== GIVEN RECORDS ==

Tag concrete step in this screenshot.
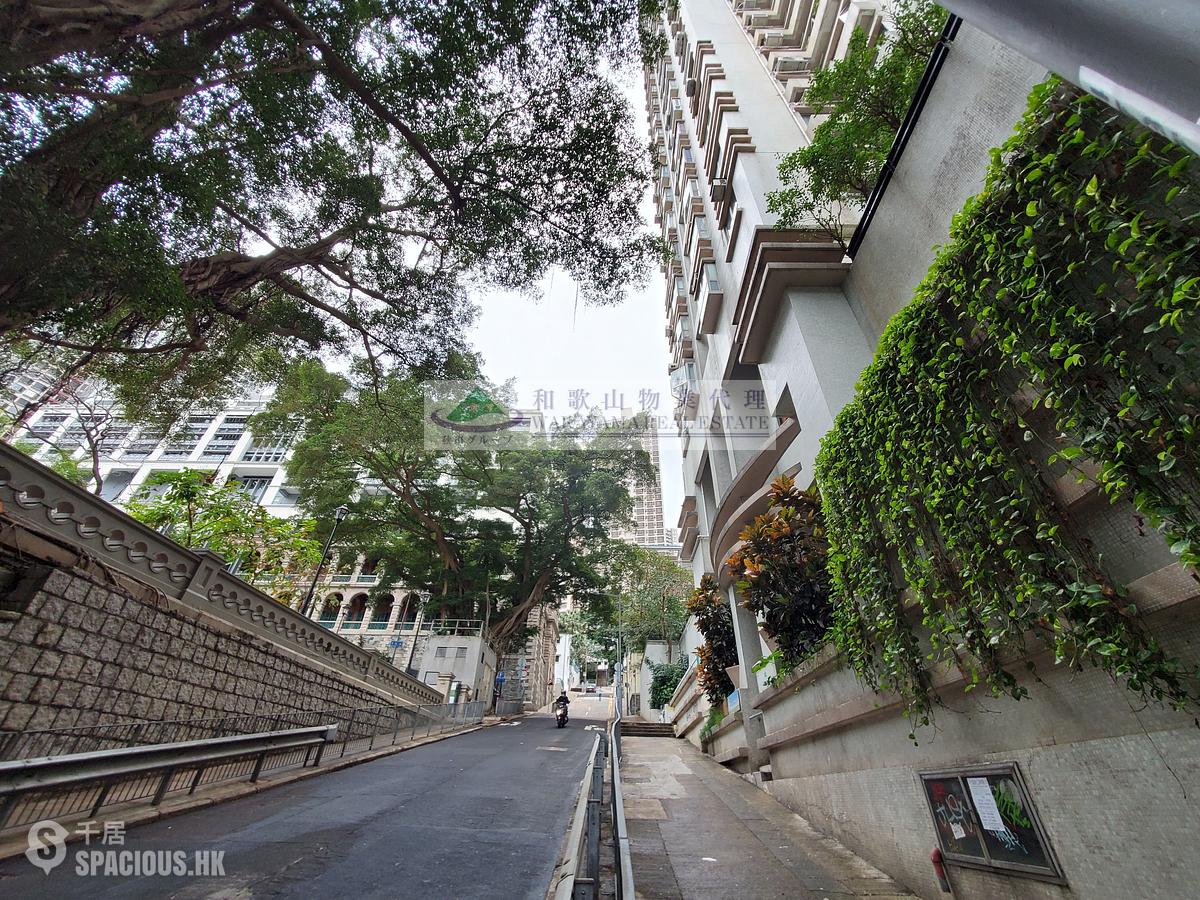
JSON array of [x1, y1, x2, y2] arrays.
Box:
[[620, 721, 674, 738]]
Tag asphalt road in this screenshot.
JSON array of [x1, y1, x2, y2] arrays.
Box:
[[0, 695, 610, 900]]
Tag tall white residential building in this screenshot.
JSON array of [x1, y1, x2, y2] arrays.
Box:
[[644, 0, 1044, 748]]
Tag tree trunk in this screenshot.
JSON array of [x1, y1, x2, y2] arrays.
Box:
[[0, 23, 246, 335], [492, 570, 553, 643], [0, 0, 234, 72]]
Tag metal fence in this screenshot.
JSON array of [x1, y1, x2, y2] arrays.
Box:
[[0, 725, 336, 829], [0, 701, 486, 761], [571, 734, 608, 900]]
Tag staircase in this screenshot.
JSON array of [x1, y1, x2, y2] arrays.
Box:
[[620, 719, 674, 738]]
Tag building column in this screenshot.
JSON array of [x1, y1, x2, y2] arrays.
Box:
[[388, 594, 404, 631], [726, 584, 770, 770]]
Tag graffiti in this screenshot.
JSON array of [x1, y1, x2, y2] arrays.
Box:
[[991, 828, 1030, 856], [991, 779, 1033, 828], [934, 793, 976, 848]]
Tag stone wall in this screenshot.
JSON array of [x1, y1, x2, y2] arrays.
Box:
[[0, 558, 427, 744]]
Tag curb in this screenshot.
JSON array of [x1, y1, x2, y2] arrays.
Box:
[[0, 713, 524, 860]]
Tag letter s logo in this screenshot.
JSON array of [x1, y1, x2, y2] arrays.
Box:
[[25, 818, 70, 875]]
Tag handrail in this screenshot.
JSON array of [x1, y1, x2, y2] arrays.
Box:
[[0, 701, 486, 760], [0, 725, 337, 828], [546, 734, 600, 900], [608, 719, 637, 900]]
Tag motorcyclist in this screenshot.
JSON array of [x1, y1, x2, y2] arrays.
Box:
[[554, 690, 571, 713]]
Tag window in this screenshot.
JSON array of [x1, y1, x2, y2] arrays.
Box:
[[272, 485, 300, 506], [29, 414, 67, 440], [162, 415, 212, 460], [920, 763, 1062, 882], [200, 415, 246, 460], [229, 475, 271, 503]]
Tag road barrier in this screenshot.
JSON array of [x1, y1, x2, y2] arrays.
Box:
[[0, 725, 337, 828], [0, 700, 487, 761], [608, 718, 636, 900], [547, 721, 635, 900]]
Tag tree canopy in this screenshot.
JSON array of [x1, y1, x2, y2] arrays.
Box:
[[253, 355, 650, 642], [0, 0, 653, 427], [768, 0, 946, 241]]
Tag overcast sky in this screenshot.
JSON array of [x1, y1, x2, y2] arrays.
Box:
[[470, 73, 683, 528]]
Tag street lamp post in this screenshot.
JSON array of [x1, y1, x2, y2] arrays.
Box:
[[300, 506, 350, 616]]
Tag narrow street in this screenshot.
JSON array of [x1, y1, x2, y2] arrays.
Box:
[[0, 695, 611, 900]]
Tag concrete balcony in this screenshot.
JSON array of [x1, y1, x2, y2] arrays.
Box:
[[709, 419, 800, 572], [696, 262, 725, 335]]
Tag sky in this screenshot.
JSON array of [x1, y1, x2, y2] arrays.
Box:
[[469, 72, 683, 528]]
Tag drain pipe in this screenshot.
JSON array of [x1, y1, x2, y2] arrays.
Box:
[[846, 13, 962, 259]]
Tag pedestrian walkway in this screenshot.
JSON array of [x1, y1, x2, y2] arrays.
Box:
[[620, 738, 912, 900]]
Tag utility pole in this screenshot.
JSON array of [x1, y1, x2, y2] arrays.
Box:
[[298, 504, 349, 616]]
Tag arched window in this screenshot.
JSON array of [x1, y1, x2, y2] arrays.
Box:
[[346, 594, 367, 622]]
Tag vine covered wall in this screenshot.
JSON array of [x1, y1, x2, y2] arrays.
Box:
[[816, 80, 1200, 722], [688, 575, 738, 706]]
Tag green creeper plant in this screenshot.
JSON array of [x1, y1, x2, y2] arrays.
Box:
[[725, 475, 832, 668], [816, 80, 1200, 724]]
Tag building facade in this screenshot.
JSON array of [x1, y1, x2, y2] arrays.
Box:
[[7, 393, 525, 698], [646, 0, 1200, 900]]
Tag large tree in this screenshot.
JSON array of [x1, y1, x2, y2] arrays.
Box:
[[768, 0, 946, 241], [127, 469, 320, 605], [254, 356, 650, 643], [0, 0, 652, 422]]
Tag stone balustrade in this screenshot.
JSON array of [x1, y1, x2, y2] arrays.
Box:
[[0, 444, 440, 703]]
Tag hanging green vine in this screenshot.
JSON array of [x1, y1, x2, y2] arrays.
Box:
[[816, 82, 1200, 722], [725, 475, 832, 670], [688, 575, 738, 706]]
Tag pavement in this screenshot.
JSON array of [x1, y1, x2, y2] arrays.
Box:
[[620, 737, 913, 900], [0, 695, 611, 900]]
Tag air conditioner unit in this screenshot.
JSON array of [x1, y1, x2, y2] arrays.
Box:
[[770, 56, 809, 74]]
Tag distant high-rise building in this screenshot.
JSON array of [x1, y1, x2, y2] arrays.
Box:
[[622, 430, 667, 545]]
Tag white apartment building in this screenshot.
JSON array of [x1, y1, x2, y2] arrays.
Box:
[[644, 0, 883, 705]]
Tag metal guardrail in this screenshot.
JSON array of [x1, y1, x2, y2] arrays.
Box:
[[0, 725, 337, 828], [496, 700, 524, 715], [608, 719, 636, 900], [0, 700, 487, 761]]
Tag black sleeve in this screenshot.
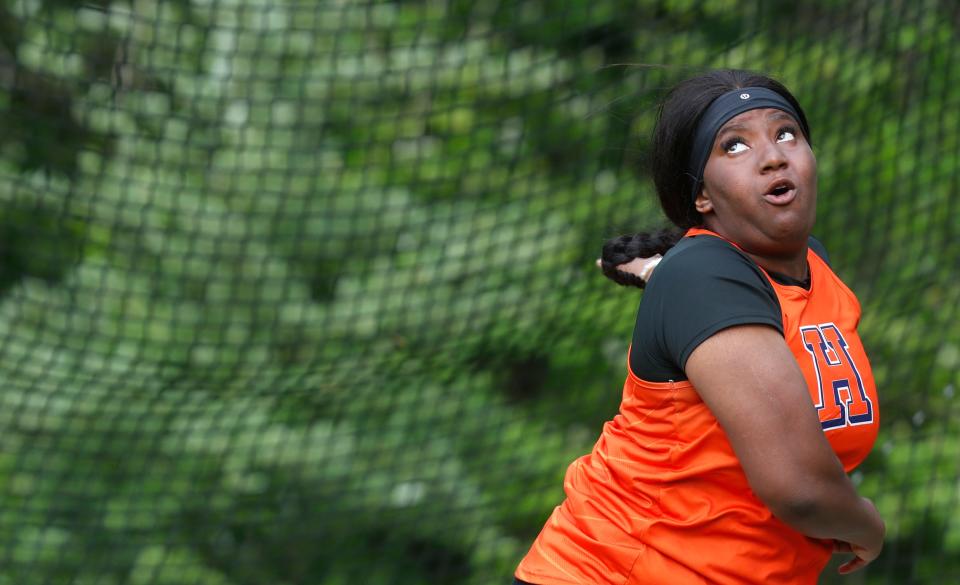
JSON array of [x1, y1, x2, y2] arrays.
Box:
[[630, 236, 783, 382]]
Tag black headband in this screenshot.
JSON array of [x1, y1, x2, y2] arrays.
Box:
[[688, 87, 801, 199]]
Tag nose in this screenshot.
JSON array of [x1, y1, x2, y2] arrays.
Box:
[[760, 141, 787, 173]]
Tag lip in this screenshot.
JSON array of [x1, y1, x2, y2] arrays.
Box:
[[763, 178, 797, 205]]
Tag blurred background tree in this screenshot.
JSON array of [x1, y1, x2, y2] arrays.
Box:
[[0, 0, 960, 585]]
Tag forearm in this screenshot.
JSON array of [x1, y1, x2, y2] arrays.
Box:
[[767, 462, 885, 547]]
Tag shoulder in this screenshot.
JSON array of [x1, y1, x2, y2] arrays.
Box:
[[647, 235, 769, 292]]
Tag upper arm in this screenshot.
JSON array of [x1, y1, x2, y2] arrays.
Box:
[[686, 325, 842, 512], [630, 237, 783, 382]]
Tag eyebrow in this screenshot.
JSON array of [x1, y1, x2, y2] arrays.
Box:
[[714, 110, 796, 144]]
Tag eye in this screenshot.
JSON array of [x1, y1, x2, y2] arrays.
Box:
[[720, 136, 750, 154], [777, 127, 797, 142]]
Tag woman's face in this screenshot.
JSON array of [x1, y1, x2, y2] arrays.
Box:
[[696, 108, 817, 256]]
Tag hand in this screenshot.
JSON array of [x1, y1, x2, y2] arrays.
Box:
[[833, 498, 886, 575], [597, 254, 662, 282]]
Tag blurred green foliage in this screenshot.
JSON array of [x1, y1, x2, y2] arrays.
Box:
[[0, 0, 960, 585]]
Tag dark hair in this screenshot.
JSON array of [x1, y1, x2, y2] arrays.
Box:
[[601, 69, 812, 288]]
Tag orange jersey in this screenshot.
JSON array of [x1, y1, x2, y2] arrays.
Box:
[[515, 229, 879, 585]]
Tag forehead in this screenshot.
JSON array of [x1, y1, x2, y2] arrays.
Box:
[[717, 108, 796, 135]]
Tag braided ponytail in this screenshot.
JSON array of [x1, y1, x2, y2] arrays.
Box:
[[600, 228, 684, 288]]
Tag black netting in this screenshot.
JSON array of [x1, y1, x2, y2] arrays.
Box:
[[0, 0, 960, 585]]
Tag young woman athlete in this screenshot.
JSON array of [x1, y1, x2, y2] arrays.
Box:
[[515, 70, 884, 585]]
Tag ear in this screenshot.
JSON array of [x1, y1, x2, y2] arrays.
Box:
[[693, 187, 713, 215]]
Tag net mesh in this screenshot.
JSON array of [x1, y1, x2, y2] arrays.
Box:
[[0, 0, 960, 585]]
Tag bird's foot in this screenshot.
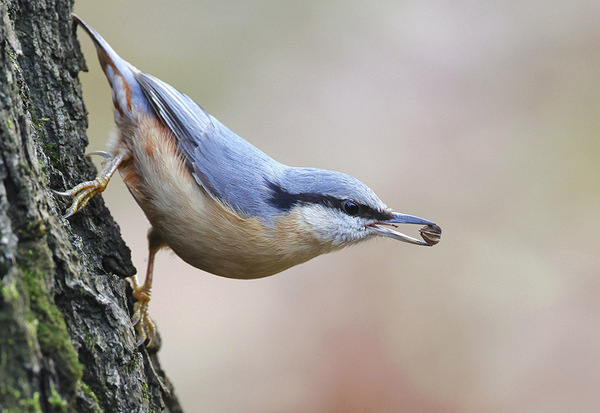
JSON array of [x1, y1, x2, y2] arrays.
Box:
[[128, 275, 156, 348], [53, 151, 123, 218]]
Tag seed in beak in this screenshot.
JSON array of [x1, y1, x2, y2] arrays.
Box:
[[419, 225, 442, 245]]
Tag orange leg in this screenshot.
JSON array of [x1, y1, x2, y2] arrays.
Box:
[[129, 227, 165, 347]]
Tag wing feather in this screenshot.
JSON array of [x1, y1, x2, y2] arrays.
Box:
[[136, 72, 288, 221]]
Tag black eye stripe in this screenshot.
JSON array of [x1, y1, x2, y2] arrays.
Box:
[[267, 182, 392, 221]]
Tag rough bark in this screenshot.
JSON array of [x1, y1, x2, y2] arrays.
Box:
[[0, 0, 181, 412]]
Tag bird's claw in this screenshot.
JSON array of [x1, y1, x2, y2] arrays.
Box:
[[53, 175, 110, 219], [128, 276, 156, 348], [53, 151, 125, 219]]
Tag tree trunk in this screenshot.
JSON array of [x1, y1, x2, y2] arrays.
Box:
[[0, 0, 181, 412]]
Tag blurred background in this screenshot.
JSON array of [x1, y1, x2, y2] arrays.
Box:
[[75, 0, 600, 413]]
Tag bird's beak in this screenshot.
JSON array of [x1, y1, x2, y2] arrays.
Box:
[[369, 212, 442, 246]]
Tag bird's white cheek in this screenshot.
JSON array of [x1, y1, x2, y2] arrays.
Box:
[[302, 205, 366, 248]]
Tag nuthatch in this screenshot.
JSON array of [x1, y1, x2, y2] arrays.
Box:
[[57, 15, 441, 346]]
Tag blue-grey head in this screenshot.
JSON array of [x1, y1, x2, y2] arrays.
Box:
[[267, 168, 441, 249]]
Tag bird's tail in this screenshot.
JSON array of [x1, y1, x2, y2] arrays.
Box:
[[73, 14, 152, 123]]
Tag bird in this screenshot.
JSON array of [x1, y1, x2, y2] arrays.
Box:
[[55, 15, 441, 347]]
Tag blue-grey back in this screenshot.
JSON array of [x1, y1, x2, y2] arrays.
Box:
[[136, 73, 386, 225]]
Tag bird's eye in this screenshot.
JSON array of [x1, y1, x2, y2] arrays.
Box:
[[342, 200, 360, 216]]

===

▸ YOUR GOAL
Turn everything in the listing from the very first line down to the line containing "0, 946, 241]]", both included, into a numbered list with blank lines dropped. Leave out the pictures.

▸ SOLUTION BELOW
1. Tag concrete step in this screenshot.
2. JSON array of [x1, y1, x2, y2] arrays.
3. Box:
4. [[620, 721, 674, 738]]
5. Tag asphalt road in this screenshot.
6. JSON array of [x1, y1, x2, y2] arrays.
7. Box:
8. [[0, 695, 610, 900]]
9. Tag tall white residential building in this screenshot.
10. JSON array of [x1, y1, x2, y2] arrays.
11. Box:
12. [[644, 0, 1044, 748]]
13. Tag tree trunk in this screenshot.
14. JSON array of [x1, y1, x2, y2] arrays.
15. Box:
16. [[0, 23, 246, 335], [492, 570, 553, 643], [0, 0, 234, 72]]
17. Tag metal fence in this screenshot.
18. JSON array of [x1, y1, x2, y2] arrays.
19. Box:
20. [[0, 725, 336, 829], [0, 701, 486, 761], [571, 734, 608, 900]]
21. Tag staircase in this screenshot.
22. JSON array of [x1, y1, x2, y2] arrays.
23. Box:
24. [[620, 719, 674, 738]]
25. Tag building column in this screenshot.
26. JSON array of [x1, y1, x2, y2] arrays.
27. Box:
28. [[388, 594, 404, 631], [726, 584, 770, 770]]
29. Tag graffiti in this screenshot.
30. JSON array of [x1, y1, x2, y2] arrays.
31. Box:
32. [[991, 828, 1030, 856], [991, 779, 1033, 828], [934, 793, 976, 848]]
33. Tag stone wall in this screenshot.
34. JSON array of [x1, y1, x2, y2] arrays.
35. Box:
36. [[0, 558, 427, 744]]
37. Tag curb in this screenshot.
38. JSON array of [x1, y1, x2, y2] arrays.
39. Box:
40. [[0, 713, 524, 860]]
41. Tag letter s logo in this screenshot.
42. JSON array of [x1, y1, x2, y2] arrays.
43. Box:
44. [[25, 818, 70, 875]]
45. Tag handrail in this screenshot.
46. JSON array of [x1, y1, x2, y2] arrays.
47. Box:
48. [[0, 701, 486, 760], [0, 725, 337, 828], [546, 734, 600, 900], [608, 719, 637, 900]]
49. Tag motorcyclist in this screenshot.
50. JSON array of [x1, y1, x2, y2] arrays.
51. Box:
52. [[554, 690, 571, 713]]
53. Tag window in this screenshot.
54. JSON array of [x1, y1, x2, y2] arrays.
55. Box:
56. [[272, 485, 300, 506], [29, 414, 67, 440], [162, 415, 212, 460], [920, 763, 1062, 882], [200, 415, 246, 460], [229, 475, 271, 503]]
57. Tag road barrier in this screenshot.
58. JSON array of [x1, y1, x2, y2] arrays.
59. Box:
60. [[0, 725, 337, 828], [0, 700, 487, 761], [608, 718, 636, 900], [547, 721, 635, 900]]
61. Tag tree canopy in this screenshot.
62. JSON array of [x1, y1, x2, y2] arrays.
63. Box:
64. [[253, 355, 650, 642], [0, 0, 653, 427], [768, 0, 946, 241]]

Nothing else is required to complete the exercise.